**EXTRACT PROVIDED**
* Start *

## Four cubes with three springs

Four identical wooden cubes of mass m are connected together in a row with three identical springs of stiffness k. We push perpendicularly on the wall of the cube at the edge by a force $$\vec{F}$$, so we make the cubes move with a uniformly accelerated motion with the acceleration of the magnitude a. Determine the magnitude of the force F and the compression of each spring if the coefficient of sliding friction between the cubes and the ground is f. Ignore the mass of the springs.

• #### Notation

 m1 mass of the first cube m2 mass of the second cube m3 mass of the third cube m4 mass of the fourth cube k stiffness of the springs f coefficient of sliding friction between any of the cubes and the ground a acceleration of the cubes $$\Delta l_1$$ = ? compression of the first spring $$\Delta l_2$$ = ? compression of the second spring $$\Delta l_3$$ = ? compression of the third spring F = ? the magnitude of the exerting force
• #### Hint 1 - forces acting on the cubes

Think of the forces acting on each of the cubes and draw a picture.

• #### Hint 2 - equations of motion

Write the equation of motion for each cube. Then choose a coordinate system and rewrite the equations into scalar forms.

• #### Hint 3 - friction force and calculation of the force F

Realise what the magnitude of friction force between the cube and the ground is dependent on and how it can be expressed. Then calculate the force F from equations (6) - (9).

• #### Hint 4 - forces compressing the springs (compression of the springs)

Express the magnitude of forces F1, F2, F3, compressing each of the springs from equations (7) - (9).

* End *

**GIVEN MATERIAL**
* Start *

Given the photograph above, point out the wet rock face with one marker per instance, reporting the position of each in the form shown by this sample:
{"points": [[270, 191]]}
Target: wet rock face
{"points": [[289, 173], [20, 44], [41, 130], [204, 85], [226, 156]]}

* End *

**PROBLEMS TO WORK ON**
A - Answer these about the four-cubes problem:
(i) How many springs connect the cubes?
(ii) What does the symbol f stand for?
(iii) From which equations are F1, F2 and F3 to be expressed?
B - Rewrite the four-cubes problem from "Realise what the" to "of the springs)", replacing "ground" with "floor".
The listing has no role in this work.

**RESPONSES**
A -
(i) Three.
(ii) The coefficient of sliding friction between any of the cubes and the ground.
(iii) Equations (7) - (9).

B -
Realise what the magnitude of friction force between the cube and the floor is dependent on and how it can be expressed. Then calculate the force F from equations (6) - (9).

• #### Hint 4 - forces compressing the springs (compression of the springs)